Written instruction.
Return every line of the material below word for word, leaving out the pictures.

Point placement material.

* * *

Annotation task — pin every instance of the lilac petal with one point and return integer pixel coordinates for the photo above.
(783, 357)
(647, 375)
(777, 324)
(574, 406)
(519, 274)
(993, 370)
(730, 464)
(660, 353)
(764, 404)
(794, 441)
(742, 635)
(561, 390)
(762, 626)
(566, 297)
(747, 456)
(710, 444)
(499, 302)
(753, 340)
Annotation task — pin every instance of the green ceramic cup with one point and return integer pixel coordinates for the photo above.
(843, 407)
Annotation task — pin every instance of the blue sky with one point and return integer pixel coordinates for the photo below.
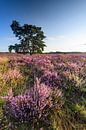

* * *

Output.
Annotation task — pin every instance of the lilac petal with one point and return integer pixel coordinates for the photo above.
(783, 357)
(647, 375)
(777, 324)
(574, 406)
(519, 274)
(993, 370)
(730, 464)
(660, 353)
(764, 404)
(794, 441)
(742, 635)
(561, 390)
(762, 626)
(566, 297)
(747, 456)
(710, 444)
(499, 302)
(753, 340)
Annotation task — pin every instance of the green ceramic cup with one point and return integer pixel coordinates for the photo above.
(843, 407)
Annotation task — pin every instance of the blue sky with one point and return integer pixel coordinates for the photo below.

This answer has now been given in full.